** Begin **

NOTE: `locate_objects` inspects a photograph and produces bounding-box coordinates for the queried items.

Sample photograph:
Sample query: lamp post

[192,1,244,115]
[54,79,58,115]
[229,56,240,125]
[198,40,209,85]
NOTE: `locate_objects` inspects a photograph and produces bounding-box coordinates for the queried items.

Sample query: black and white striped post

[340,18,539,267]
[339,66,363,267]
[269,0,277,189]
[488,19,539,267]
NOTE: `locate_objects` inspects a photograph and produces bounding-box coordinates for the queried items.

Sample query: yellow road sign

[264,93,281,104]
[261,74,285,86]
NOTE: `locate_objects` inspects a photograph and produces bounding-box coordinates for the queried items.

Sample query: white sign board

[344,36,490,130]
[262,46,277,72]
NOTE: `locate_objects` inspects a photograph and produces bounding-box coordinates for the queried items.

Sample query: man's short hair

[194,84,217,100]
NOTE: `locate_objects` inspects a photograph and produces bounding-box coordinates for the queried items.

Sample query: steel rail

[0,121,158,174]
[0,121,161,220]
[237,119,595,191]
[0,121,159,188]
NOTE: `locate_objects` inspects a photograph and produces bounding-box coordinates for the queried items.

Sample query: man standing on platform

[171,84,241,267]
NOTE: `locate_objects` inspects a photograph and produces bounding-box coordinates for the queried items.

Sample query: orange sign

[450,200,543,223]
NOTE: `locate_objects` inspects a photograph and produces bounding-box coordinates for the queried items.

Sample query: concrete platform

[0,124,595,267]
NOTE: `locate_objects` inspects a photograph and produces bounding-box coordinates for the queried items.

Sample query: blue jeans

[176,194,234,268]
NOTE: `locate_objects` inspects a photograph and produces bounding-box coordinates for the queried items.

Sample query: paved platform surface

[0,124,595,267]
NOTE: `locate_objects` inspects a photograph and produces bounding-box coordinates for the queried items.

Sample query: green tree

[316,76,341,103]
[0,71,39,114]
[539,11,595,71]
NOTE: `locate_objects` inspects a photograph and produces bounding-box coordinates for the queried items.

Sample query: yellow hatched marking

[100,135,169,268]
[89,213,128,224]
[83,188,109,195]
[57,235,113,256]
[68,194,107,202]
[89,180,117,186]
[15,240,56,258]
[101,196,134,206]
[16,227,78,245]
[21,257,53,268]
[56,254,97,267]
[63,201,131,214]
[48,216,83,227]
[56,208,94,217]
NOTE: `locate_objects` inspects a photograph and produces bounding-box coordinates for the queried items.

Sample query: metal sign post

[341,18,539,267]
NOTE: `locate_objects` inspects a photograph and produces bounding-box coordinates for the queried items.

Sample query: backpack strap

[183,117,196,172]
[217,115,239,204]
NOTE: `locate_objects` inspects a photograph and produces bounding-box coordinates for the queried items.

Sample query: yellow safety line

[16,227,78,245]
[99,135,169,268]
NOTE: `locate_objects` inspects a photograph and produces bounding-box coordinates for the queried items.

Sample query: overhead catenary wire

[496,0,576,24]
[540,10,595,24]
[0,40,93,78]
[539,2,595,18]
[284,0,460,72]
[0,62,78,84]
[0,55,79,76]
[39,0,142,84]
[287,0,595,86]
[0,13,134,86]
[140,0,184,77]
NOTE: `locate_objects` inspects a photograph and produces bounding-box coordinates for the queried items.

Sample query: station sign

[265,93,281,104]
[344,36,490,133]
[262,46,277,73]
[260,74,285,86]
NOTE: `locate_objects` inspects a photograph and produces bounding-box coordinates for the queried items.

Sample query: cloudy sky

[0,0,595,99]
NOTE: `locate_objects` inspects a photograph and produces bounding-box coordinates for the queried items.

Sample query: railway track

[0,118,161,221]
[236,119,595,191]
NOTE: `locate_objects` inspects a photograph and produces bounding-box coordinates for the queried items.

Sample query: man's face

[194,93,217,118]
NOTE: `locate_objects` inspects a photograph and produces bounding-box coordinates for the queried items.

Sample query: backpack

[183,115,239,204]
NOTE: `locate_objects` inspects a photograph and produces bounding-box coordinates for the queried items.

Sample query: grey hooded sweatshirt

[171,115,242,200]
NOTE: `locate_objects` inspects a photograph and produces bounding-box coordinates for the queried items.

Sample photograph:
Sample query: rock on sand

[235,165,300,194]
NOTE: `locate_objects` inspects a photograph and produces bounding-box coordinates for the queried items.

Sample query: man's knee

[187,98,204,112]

** End **

### Aim
Please reproduce the entries line for line, starting with their first line and stopping after the line that has "[262,46,277,72]". Include both of those lines.

### Full output
NOTE: `locate_objects` inspects a photograph and produces bounding-box coordinates for the queried items.

Sample photograph:
Sample query: lamp post

[192,1,244,115]
[54,79,58,115]
[229,56,240,125]
[198,40,209,85]
NOTE: `locate_objects` inspects a photograph and produces bounding-box coordinates for the queried items.

Sample query: black and white striped post

[340,18,539,267]
[339,66,363,267]
[269,0,277,189]
[488,19,539,267]
NOTE: `locate_objects` inspects a photograph and produces bounding-box coordinates for the queried items.

Sample query: yellow road sign

[264,93,281,104]
[261,74,285,86]
NOTE: `locate_objects` inspects a photograph and produces bounding-box coordinates for the queried items.

Sample query: white sign board

[344,36,490,130]
[262,46,277,72]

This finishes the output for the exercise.